··· Data supplied

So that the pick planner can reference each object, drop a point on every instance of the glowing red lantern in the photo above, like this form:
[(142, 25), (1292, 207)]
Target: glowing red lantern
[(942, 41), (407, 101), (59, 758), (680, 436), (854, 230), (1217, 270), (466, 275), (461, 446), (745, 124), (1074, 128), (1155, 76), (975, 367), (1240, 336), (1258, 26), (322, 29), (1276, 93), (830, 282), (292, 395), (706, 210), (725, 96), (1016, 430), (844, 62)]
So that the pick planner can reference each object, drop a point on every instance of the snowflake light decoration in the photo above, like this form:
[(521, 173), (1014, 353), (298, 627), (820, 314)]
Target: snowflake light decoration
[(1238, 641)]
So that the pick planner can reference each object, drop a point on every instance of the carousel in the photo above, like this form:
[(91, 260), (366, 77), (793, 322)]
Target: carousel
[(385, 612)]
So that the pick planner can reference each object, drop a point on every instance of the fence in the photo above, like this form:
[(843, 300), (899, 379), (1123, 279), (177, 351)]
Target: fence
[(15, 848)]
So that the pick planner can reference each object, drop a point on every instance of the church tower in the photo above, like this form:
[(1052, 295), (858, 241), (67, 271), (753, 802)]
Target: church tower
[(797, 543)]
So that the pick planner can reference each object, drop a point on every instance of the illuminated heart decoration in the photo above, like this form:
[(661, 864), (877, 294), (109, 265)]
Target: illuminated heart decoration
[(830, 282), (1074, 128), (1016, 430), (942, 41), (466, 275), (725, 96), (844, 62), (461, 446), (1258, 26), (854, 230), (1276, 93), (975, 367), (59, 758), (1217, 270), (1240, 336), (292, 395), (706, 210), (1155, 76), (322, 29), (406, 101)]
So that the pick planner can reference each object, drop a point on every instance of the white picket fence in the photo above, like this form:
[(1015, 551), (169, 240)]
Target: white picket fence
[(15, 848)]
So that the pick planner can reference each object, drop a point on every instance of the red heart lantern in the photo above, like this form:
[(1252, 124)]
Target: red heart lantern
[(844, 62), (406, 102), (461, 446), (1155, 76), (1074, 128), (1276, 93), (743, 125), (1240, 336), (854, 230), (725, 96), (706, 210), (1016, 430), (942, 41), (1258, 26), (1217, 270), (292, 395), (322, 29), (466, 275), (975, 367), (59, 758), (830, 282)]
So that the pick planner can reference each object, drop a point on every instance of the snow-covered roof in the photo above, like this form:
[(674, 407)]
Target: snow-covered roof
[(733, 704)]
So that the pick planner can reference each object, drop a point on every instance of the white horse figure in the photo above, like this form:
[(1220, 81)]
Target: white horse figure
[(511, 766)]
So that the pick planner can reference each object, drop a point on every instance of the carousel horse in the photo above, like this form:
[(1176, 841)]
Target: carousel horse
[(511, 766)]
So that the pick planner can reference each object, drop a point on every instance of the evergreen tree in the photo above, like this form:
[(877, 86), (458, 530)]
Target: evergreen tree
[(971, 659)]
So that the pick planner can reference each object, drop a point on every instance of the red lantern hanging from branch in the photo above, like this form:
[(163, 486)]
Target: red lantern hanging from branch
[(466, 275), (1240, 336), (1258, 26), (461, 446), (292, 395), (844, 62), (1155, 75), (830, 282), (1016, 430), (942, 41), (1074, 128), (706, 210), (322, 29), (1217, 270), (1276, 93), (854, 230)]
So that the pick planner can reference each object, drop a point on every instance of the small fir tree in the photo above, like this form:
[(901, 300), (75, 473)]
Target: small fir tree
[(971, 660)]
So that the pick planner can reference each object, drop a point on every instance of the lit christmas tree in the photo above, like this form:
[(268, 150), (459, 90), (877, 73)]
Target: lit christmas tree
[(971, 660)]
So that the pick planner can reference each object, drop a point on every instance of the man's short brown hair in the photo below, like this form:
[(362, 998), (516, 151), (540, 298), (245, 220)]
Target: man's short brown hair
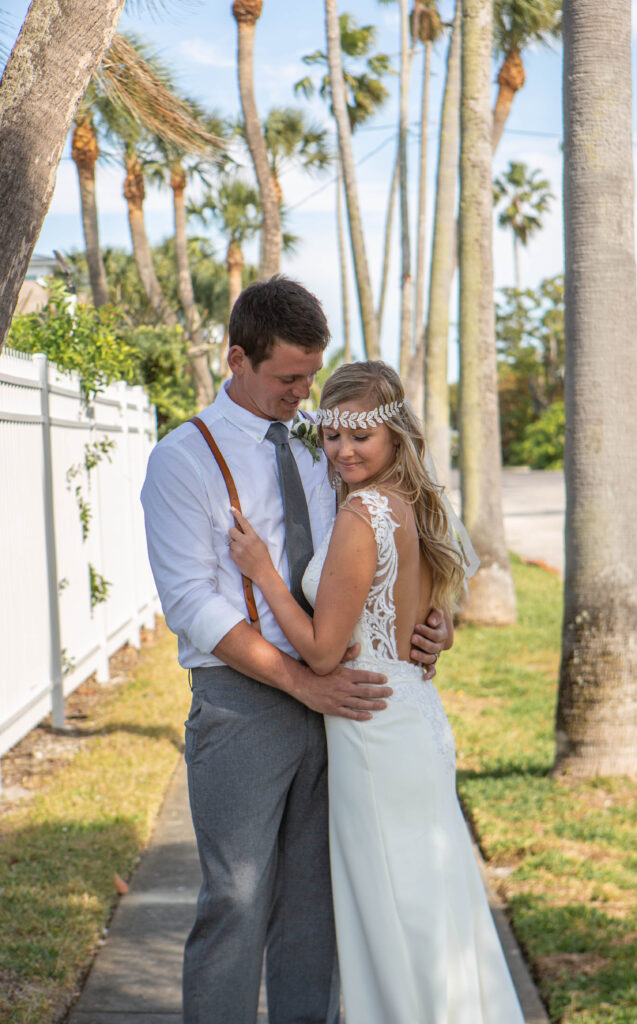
[(273, 309)]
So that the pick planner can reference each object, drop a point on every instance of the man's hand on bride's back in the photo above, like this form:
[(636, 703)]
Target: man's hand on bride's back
[(345, 692), (430, 638)]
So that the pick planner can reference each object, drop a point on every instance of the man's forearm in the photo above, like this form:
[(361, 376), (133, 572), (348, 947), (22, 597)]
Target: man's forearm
[(246, 650)]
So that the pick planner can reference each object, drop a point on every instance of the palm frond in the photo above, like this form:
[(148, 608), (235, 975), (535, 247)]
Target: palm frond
[(143, 98)]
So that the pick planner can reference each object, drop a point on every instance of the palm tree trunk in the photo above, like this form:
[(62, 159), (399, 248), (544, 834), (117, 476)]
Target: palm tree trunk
[(134, 193), (235, 266), (61, 46), (516, 261), (416, 375), (364, 285), (510, 79), (492, 599), (407, 283), (204, 384), (246, 13), (443, 263), (342, 259), (391, 202), (597, 702), (85, 153), (419, 320)]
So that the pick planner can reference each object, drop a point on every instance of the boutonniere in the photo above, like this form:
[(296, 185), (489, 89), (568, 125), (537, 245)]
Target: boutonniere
[(305, 431)]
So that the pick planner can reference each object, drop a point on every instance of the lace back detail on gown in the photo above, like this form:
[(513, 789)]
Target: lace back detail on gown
[(378, 621)]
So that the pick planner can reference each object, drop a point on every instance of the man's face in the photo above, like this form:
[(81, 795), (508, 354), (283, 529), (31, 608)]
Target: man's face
[(273, 388)]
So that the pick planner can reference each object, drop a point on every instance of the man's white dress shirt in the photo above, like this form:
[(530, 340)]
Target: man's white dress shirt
[(187, 517)]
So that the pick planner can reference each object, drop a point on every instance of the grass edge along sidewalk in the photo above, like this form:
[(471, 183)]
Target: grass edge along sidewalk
[(59, 850), (559, 853)]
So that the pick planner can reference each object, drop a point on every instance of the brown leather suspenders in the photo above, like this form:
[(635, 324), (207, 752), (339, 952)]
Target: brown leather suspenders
[(231, 489)]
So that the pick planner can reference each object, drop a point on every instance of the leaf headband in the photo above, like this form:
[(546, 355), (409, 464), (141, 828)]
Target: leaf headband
[(356, 421)]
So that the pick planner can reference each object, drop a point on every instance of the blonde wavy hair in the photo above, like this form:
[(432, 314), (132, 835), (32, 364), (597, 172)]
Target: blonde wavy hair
[(377, 384)]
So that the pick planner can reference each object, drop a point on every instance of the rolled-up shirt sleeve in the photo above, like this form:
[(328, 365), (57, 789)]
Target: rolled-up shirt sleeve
[(181, 549)]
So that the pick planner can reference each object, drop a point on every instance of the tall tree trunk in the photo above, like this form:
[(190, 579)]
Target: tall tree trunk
[(510, 79), (443, 263), (419, 318), (391, 202), (235, 266), (597, 702), (204, 384), (85, 152), (416, 373), (362, 271), (134, 193), (60, 44), (246, 13), (342, 260), (407, 282), (492, 599)]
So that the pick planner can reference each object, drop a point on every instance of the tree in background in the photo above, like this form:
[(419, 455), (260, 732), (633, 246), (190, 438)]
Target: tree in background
[(596, 720), (247, 13), (173, 166), (61, 47), (492, 598), (339, 108), (523, 197), (518, 24), (236, 208), (426, 27), (529, 334), (443, 263)]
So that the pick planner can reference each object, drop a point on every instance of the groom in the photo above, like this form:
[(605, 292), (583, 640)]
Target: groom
[(255, 742)]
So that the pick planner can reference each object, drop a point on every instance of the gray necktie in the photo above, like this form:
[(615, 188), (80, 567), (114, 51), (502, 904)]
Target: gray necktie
[(298, 531)]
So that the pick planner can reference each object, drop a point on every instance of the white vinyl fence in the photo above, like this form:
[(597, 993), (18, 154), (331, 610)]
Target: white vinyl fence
[(75, 583)]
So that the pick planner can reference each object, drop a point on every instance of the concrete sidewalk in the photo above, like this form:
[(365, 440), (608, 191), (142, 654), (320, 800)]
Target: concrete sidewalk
[(136, 976)]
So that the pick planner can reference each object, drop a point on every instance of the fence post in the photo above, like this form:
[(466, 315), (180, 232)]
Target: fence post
[(133, 585), (57, 693)]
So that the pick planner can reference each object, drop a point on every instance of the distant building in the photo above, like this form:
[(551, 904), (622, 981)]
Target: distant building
[(33, 295)]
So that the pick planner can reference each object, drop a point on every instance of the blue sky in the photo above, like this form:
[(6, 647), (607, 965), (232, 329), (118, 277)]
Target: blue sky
[(199, 41)]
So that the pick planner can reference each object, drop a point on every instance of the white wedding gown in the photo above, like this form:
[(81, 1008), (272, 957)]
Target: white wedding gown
[(416, 938)]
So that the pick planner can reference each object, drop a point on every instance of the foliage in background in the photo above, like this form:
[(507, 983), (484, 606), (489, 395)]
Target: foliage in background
[(561, 851), (77, 337), (542, 445)]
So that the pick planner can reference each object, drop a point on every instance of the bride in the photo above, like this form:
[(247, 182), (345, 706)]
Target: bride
[(416, 940)]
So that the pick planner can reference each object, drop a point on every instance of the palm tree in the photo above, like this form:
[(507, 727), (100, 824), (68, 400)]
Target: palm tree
[(524, 197), (139, 105), (35, 122), (247, 12), (236, 208), (596, 710), (426, 27), (516, 25), (365, 93), (290, 140), (339, 108), (85, 153), (175, 168), (492, 599), (443, 263)]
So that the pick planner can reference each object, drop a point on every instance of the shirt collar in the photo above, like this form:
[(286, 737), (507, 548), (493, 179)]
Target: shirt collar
[(255, 426)]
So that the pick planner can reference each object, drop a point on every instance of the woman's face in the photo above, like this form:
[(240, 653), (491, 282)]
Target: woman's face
[(358, 455)]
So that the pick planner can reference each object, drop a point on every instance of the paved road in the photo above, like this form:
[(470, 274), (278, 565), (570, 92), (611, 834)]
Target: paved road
[(534, 513)]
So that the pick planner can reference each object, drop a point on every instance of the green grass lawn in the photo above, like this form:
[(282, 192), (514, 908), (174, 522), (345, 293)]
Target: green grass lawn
[(566, 850), (59, 850)]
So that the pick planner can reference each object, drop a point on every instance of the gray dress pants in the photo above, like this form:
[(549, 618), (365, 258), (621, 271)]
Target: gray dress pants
[(257, 780)]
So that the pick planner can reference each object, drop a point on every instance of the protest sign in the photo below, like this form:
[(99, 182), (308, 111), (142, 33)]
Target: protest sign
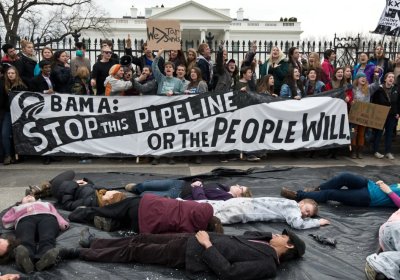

······

» **Prompt**: Return the records word for word from the beginning through the line that contains "[(385, 612)]", including that line.

» **Task response**:
So that the pick planner can reference each object, drop a point on every instance of the glowing red lantern in the photo above, like this form:
[(142, 25), (1292, 207)]
Target: glowing red lantern
[(942, 41), (407, 101), (59, 758), (680, 436), (854, 230), (1217, 270), (466, 275), (461, 446), (745, 124), (1074, 128), (1155, 76), (975, 367), (1240, 336), (1258, 26), (322, 29), (1276, 93), (830, 282), (292, 395), (706, 210), (725, 96), (1016, 430), (844, 62)]
So that the pick planner can reference each object, drop a point on every instance of the snowflake light decoration in the photo above, like this form:
[(521, 173), (1014, 353), (298, 627), (820, 314)]
Target: snowflake light decoration
[(1238, 641)]
So that the pick planner can reference each object, drop a point on every instance of the carousel in the photo above, like this form:
[(91, 260), (366, 77), (793, 322)]
Target: carousel
[(385, 612)]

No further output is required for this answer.